- **WRITTEN PROBLEM A**
Answer each question from the piece on Granny Weatherwax, one per line:
(i) According to the piece, what does Granny Weatherwax's gaze make bears do?
(ii) In which book do we learn that she has a sister?
(iii) At what age did Lilith leave home?
- **WRITTEN PROBLEM B**
Turn the paragraph of the piece on Granny Weatherwax that begins "Competitive. Ambitious." into a short bulleted list that keeps its main facts.

- **DOCUMENT SECTION**
'When You Left, I Had to Be the Good One': Granny Weatherwax and the Burden of Goodness

Granny Weatherwax could have been the villain. Terry Pratchett's greatest witch chose goodness not from nature, but from necessity—and that's what makes her remarkable.
"When You Left, I Had to Be the Good One": Granny Weatherwax and the Burden of Goodness
Here's the thing about Granny Weatherwax: she has the personality of a villain.
Competitive. Ambitious. Sharp-tempered. Selfish. Prideful enough to stare down a god. She wields a gaze stern enough to make bears cower in humiliated shame. Her cottage walls are lined with the remnants of people who tried to cross her. She never forgives and rarely forgets.
By every fairy tale rule, Esmerelda Weatherwax should be the cackling witch in the gingerbread house, not the hero.
She isn't. But the reason why makes her one of the most compelling characters Terry Pratchett ever created.

The Sister Who Left
In Witches Abroad, we learn something that reframes everything we thought we knew about Granny Weatherwax.
She has a sister. Lilith Weatherwax—later known as Lily de Tempscire, the fairy godmother of Genua. And Lilith wasn't just any sister. She was the older sister. The one who left home at thirteen, drawn away by mirrors and magic and a conviction that she knew best how the world should be arranged.
When Lilith left, young Esme was stuck with a choice that wasn't really a choice at all.
"When you left, I had to be the good one."
There it is. One sentence that explains decades of rigid moral discipline. Granny Weatherwax didn't choose goodness because it called to her soul. She became good because someone had to be, and there was no one else left.

- **RECORDED INFORMATION**
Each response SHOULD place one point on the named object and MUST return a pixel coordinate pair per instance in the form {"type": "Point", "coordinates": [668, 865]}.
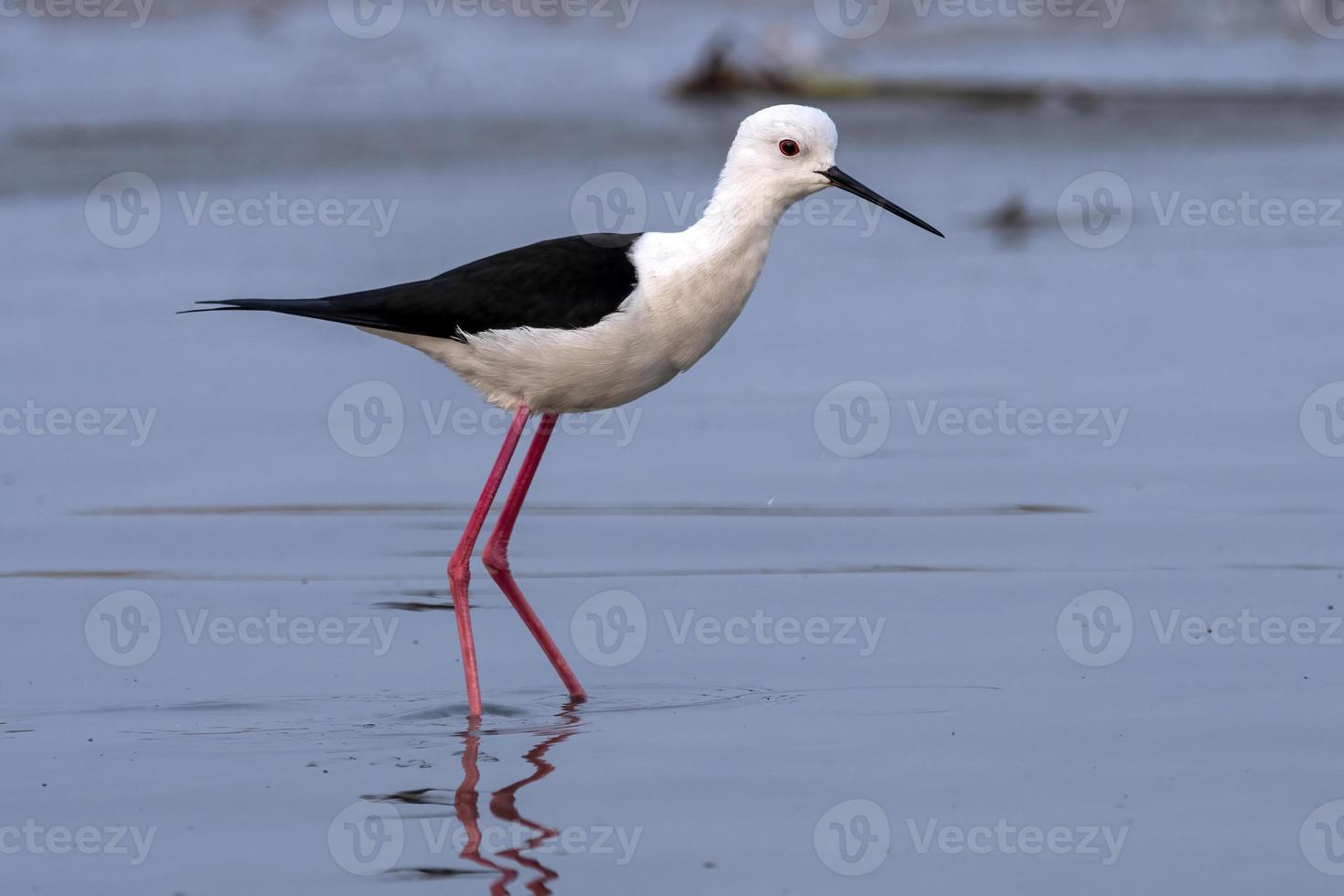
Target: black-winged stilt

- **CORRECT RESPONSE A**
(i) It makes bears cower in humiliated shame.
(ii) Witches Abroad.
(iii) Thirteen.

- **CORRECT RESPONSE B**
- Competitive, ambitious, sharp-tempered and selfish
- Prideful enough to stare down a god
- Has a gaze stern enough to make bears cower in humiliated shame
- Keeps the remnants of people who tried to cross her lining her cottage walls
- Never forgives and rarely forgets